→ ASSIGNMENT:
Repeat every record below exactly, omitting any pictures.

→ INFORMATION GIVEN:
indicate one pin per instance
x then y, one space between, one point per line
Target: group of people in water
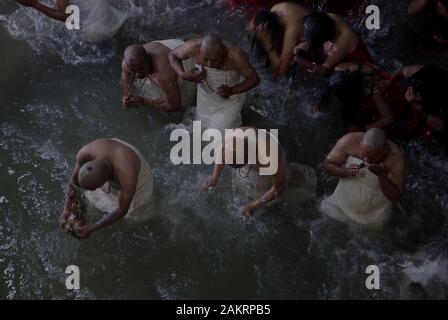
214 75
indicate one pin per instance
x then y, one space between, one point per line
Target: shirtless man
329 34
276 32
150 62
118 165
223 73
372 177
295 181
279 180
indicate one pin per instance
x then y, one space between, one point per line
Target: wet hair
274 26
375 138
430 83
347 87
318 28
136 51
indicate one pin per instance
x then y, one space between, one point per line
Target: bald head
213 51
93 174
374 138
374 146
212 41
134 52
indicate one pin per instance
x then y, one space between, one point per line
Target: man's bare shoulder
351 139
397 153
236 54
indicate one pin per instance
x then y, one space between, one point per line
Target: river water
58 92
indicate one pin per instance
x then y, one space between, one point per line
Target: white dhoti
214 111
99 18
301 186
105 198
188 89
358 199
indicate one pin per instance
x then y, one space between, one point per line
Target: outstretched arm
277 189
186 51
334 163
124 202
57 13
81 158
248 72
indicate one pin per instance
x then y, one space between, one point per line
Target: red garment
360 54
256 4
369 112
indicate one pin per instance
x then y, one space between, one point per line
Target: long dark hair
318 27
431 83
275 27
347 87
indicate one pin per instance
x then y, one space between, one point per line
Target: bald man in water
372 177
113 168
150 62
223 73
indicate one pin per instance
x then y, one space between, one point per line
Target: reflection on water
58 93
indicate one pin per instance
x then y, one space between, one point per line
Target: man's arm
278 188
246 69
334 163
81 158
173 102
398 75
128 187
57 13
183 52
124 202
126 79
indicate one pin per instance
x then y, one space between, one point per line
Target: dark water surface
58 92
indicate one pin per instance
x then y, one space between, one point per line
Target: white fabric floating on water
99 19
188 89
214 111
141 205
358 199
302 183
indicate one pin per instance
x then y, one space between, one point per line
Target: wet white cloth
188 89
106 198
301 186
214 111
358 199
99 18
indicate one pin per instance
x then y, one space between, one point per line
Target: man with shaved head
116 178
148 79
372 177
223 73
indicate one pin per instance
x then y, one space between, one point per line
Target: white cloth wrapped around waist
105 198
301 186
188 89
214 111
99 18
358 199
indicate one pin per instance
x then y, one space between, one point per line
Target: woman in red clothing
330 41
275 32
425 94
435 13
352 84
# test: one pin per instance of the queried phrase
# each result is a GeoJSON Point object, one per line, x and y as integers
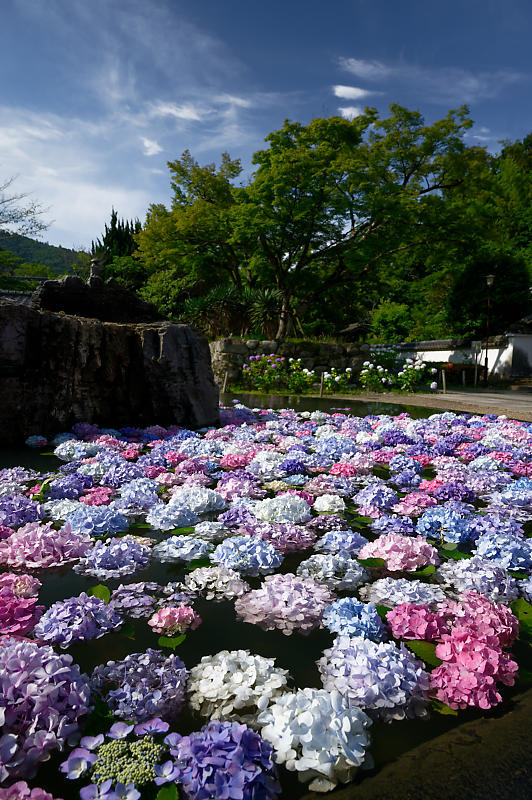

→ SOLUTION TO THIS EXERCISE:
indicate one pin per instance
x then y, one space between, one point per line
Target: group of people in water
214 75
indicate one pin per instance
x then y, one space between, one point per line
Target: shirtless man
329 34
276 32
150 62
118 165
223 73
372 177
295 181
279 180
indicate one pin per instance
x then y, one space between, one point per line
Target: wet hair
274 26
375 138
430 83
347 87
318 28
136 51
indicate one pin per instance
x then y, one space between, one point per line
Target: bald head
213 51
93 174
374 138
374 146
212 41
134 52
indicate one pin per instance
x then y, one space between, one point per line
Target: man's bare shoulder
351 139
397 153
236 54
indicate one pin per instance
x then y, one space between, one point per line
Target: river water
58 92
indicate one pin per instance
x then y, one space between, one point per line
Target: white dhoti
214 111
99 18
301 186
105 198
188 89
358 199
indicate one pin per instance
x then y, one space between, one point per line
Target: outstretched arm
277 189
186 51
334 163
124 202
57 13
81 158
248 72
indicate one pin per instance
x then y, one space between, one point per line
Target: red garment
360 54
256 4
369 112
indicate one pin per instance
x then y, one space between, one point per line
Target: long dark hair
318 27
431 83
275 27
347 87
indicate one pin per instance
x then y, one space between, one point per line
Target: bald man in water
372 177
113 168
150 62
223 73
indicate one pin per instance
x then y, one space between, one point per line
Target: reflection on water
58 93
indicate one pin per instance
x then y, one space between, one point per line
Target: man's arm
278 188
246 69
334 163
81 158
173 102
398 75
128 187
57 13
183 52
124 202
126 79
indicate one pin per instance
x then y, one space between, one point per line
Target: dark water surface
58 92
indicate one pin per instance
x then y, one space between, one point per line
Target: white fabric floating on water
99 19
188 89
214 111
141 205
358 199
302 183
indicate one pin per instance
x then y, one space between, one point per line
Target: wet white cloth
188 89
106 198
301 186
214 111
358 199
99 18
indicate one pin per instance
x then y, one space between, one point per line
Target: man with shaved head
116 178
148 79
372 177
223 73
indicate one pin per instance
x then y, one space between, one point per line
Target: white cloth wrapped around waist
105 198
301 186
188 89
214 111
99 18
358 199
indicate one pin per instance
x then y, one space between, one point per line
Target: woman in red clothing
330 41
275 32
425 94
435 13
352 84
# test: one pin per instance of the queried phrase
# each result is a GeoJSON Point object, one per line, x and y as integers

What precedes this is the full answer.